Items listed in a dataset
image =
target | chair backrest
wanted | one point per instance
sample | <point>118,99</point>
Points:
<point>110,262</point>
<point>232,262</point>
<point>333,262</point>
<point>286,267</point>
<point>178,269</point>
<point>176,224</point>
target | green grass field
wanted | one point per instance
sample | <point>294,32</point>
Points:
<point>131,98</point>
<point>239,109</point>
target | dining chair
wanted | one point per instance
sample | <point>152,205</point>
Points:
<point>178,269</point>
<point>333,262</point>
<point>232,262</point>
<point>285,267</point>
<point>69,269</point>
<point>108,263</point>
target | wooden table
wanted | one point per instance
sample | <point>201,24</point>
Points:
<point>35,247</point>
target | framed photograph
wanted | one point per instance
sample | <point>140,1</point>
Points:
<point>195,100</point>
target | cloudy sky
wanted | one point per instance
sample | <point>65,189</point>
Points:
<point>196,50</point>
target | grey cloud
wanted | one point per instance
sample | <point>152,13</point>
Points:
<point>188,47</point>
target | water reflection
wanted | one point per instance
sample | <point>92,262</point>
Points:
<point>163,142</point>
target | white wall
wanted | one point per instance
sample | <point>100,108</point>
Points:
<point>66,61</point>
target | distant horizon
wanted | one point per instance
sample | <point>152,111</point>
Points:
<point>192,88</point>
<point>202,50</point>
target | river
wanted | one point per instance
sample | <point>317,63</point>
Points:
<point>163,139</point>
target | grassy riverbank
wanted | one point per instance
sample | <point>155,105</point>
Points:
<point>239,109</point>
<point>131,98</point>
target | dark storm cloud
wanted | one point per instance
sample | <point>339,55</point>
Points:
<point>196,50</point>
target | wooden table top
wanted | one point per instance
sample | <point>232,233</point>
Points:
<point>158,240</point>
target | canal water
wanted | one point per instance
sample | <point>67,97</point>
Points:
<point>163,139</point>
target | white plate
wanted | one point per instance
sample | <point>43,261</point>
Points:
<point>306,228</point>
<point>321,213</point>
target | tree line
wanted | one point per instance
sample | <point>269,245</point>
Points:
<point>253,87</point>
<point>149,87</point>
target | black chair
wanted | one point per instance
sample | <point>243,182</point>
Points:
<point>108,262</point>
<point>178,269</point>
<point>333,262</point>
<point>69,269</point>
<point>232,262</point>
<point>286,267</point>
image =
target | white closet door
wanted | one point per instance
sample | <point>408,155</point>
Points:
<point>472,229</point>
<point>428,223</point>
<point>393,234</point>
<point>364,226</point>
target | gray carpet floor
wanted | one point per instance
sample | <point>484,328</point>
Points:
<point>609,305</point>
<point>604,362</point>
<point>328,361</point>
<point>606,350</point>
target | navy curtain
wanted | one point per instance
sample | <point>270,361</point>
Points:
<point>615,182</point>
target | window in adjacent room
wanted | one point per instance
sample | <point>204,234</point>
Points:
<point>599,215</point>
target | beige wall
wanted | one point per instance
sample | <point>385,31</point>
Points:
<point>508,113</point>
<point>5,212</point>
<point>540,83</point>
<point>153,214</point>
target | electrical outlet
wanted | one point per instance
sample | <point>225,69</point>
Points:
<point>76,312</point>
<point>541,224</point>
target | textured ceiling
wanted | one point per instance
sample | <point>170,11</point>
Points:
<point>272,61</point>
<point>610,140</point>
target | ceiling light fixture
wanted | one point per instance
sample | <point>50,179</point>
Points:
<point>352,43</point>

- _Written request_:
Lay out the rows above as a JSON list of strings, one string per line with blank lines omitted, starting with the line that contains "target | dark storm cloud" and going on through the line that contains "<point>153,214</point>". Include both of those lines and nothing outside that span.

- _Worked solution_:
[
  "target | dark storm cloud",
  "wanted | one point per instance",
  "sample | <point>339,55</point>",
  "Points:",
  "<point>196,50</point>",
  "target | wooden table top",
  "wanted | one point per instance",
  "sample | <point>232,233</point>",
  "Points:",
  "<point>158,240</point>",
  "target | canal water",
  "wanted | one point per instance",
  "sample | <point>67,97</point>",
  "Points:",
  "<point>163,139</point>",
  "target | white plate",
  "wanted | one point per instance",
  "sample | <point>43,261</point>",
  "Points:",
  "<point>306,228</point>",
  "<point>321,213</point>",
  "target | tree line",
  "wanted | one point per instance",
  "sample | <point>269,245</point>",
  "Points:",
  "<point>253,87</point>",
  "<point>149,87</point>",
  "target | black chair",
  "wanted | one point per instance",
  "sample | <point>243,182</point>",
  "Points:",
  "<point>108,262</point>",
  "<point>178,269</point>",
  "<point>333,262</point>",
  "<point>69,269</point>",
  "<point>232,262</point>",
  "<point>286,267</point>",
  "image =",
  "target | white closet door",
  "wanted | one point per instance",
  "sample | <point>408,155</point>",
  "Points:",
  "<point>472,229</point>",
  "<point>428,223</point>",
  "<point>393,234</point>",
  "<point>364,226</point>",
  "target | gray carpet floor",
  "wanted | one point per instance",
  "sample | <point>484,328</point>",
  "Points:",
  "<point>609,305</point>",
  "<point>604,362</point>",
  "<point>328,361</point>",
  "<point>606,350</point>",
  "target | navy curtain",
  "wanted | one point per instance",
  "sample | <point>270,361</point>",
  "Points:",
  "<point>615,182</point>",
  "target | window in adjacent room",
  "wanted | one point per instance",
  "sample | <point>204,234</point>",
  "Points:",
  "<point>599,215</point>",
  "target | beige wall",
  "wanted | one point per instance",
  "sample | <point>385,31</point>",
  "Points:",
  "<point>508,113</point>",
  "<point>5,212</point>",
  "<point>540,83</point>",
  "<point>153,214</point>"
]